+++ SECÇÃO DO DOCUMENTO +++

O foco, a clareza, a rotina

Mas foquemo-nos então no ponto nevrálgico deste artigo: o que podemos fazer para aumentar o nosso tempo de lazer? Inês Diogo, coach de carreira habituada a trabalhar questões como o equilíbrio entre a vida pessoal e a profissional e a produtividade, começa precisamente por aí: pelo foco. “Muitas vezes, não conseguimos focar-nos em nada em específico e acabamos por perder imenso tempo acessório sem dar conta. O multitasking é um mito porque fazemos várias coisas ao mesmo tempo, mas não nos focamos a 100% em nada, e acabamos por chegar ao fim do dia muito mais esgotados.” Este é um ponto ainda mais relevante num tempo em que estamos rodeados de tecnologias, em que as redes sociais proliferam, em que a tentação de scrolls intermináveis e perfeitamente inúteis está sempre presente.

Ressalvando que gosta pouco de dicas generalistas, uma vez que o trabalho que faz assenta no princípio de que cada caso é único, descortina, ainda assim, um outro problema que nos compromete os dias e nos deixa à míngua do tão necessário tempo para lazer: uma certa tendência crónica para o menosprezarmos. “As pessoas tendem a achar que se forem ao ginásio ou fazer outro hobby qualquer vão perder tempo quando na verdade isso até nos ajuda a ganhar energia. Se tivermos um bloqueio de criatividade, por exemplo, se formos dar um passeio ou fazer algo de que gostamos isso possivelmente é ajudar.” Daí que seja fundamental garantir tempo para o lazer. Eventualmente, bloqueando determinados períodos na agenda para esse fim, tal como bloqueamos para reuniões e outros compromissos obrigatórios.

Rodrigo Barreto, que se apresenta como mentor de produtividade e gestão de tempo e conta com dezenas de milhares de seguidores no LinkedIn, onde desenvolve as várias nuances relacionadas com este tema, divide a questão em três pontos principais: por um lado, o autoconhecimento e o equilíbrio de vida, por outro, o planeamento e a produtividade, por fim, a gestão de tempo e a rotina. Em relação ao primeiro, chama a atenção para uma pecha frequente, que pode condicionar tudo o resto. “Muita gente tem dificuldade em ter clareza em relação a isso, em saber o que é importante e o que não é. Se entendermos quais são as esferas mais importantes da nossa vida, fica mais fácil definir um plano de vida. E essa clareza vai-nos dar outro poder de tomada de decisão no dia a dia, para saber dizer não ao que não é prioritário.” O oposto disso é… um pequeno caos. “Se eu não tiver essa clareza, vou ficar mais vulnerável. O que aparecer na minha mesa eu vou fazer porque não sei o que quero. O urgente rapidamente passa à frente do importante. E isto serve tanto para a esfera pessoal como para a profissional.”

+++ CONJUNTO DE DADOS +++

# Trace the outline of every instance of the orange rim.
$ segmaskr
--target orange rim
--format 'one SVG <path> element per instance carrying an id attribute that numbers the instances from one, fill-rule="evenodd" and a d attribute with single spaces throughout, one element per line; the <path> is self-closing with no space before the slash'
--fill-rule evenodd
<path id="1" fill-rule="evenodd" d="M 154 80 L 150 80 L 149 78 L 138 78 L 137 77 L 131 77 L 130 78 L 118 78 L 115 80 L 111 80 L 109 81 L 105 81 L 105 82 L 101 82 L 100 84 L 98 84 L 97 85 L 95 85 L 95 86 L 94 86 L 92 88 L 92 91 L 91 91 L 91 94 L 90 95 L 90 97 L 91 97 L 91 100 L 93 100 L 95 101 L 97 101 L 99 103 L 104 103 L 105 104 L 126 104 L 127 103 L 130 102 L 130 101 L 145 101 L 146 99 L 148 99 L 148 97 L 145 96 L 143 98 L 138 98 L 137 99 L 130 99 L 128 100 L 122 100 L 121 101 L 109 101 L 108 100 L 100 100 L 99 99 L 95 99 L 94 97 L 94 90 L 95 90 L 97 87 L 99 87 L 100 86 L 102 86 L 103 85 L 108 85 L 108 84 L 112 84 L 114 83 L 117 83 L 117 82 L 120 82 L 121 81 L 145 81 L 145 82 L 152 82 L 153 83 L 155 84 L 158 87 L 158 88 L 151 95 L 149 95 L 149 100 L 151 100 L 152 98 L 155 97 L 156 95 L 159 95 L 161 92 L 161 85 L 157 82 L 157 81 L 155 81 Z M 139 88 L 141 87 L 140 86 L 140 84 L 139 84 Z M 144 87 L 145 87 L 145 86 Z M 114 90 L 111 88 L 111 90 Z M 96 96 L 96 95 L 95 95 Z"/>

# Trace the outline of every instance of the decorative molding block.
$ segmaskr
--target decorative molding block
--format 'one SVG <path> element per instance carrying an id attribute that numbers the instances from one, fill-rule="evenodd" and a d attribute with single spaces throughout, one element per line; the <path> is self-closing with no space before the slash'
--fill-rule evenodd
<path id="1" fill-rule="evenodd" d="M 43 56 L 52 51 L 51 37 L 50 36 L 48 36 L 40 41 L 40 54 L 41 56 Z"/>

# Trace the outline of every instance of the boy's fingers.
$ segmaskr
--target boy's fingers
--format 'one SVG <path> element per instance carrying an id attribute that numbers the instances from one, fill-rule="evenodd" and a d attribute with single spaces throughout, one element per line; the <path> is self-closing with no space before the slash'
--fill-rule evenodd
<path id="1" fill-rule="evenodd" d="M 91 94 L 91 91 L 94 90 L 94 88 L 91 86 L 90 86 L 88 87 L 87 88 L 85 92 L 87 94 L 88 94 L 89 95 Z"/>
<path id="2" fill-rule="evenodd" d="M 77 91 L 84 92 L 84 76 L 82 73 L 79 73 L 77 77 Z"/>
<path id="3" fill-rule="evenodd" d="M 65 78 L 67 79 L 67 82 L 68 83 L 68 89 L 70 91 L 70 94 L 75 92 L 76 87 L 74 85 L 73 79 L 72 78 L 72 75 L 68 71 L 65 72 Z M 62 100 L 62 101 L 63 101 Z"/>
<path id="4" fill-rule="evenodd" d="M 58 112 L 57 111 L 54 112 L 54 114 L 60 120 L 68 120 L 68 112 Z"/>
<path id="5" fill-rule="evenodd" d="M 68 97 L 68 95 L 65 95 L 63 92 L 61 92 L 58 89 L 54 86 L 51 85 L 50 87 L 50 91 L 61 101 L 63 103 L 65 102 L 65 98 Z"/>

+++

→ PEDIDO ESCRITO 1: Reescreve em forma de lista o parágrafo da secção do documento que começa por “Rodrigo Barreto, que se apresenta”, sem perder os factos principais.
→ PEDIDO ESCRITO 2:
Segundo a secção do documento, as afirmações seguintes estão certas? Responde sim ou não a cada uma e cita as palavras do texto que o decidem.
(a) Inês Diogo considera o multitasking um mito.
(b) Inês Diogo gosta muito de dicas generalistas.
(c) Rodrigo Barreto divide a questão em quatro pontos.
→ PEDIDO ESCRITO 3:
Responde a estas perguntas com base na secção do documento:
(a) Qual é a profissão de Inês Diogo?
(b) Em que rede social tem Rodrigo Barreto dezenas de milhares de seguidores?
(c) A que se compara o bloqueio de períodos na agenda para o lazer?

→ RESPOSTA COMPLETA 1:
- Rodrigo Barreto apresenta-se como mentor de produtividade e gestão de tempo e tem dezenas de milhares de seguidores no LinkedIn.
- Divide a questão em três pontos principais: autoconhecimento e equilíbrio de vida; planeamento e produtividade; gestão de tempo e rotina.
- Quanto ao primeiro ponto, aponta uma falha frequente: muita gente não tem clareza sobre o que é importante e o que não é.
- Perceber quais são as esferas mais importantes da vida facilita a definição de um plano de vida e dá poder de decisão para dizer não ao que não é prioritário.
- Sem essa clareza, fica-se mais vulnerável: faz-se o que aparece e o urgente passa à frente do importante, tanto na esfera pessoal como na profissional.

→ RESPOSTA COMPLETA 2:
(a) Sim: “O multitasking é um mito”
(b) Não: “gosta pouco de dicas generalistas”
(c) Não: “divide a questão em três pontos principais”

→ RESPOSTA COMPLETA 3:
(a) Coach de carreira.
(b) No LinkedIn.
(c) Ao bloqueio que se faz para reuniões e outros compromissos obrigatórios.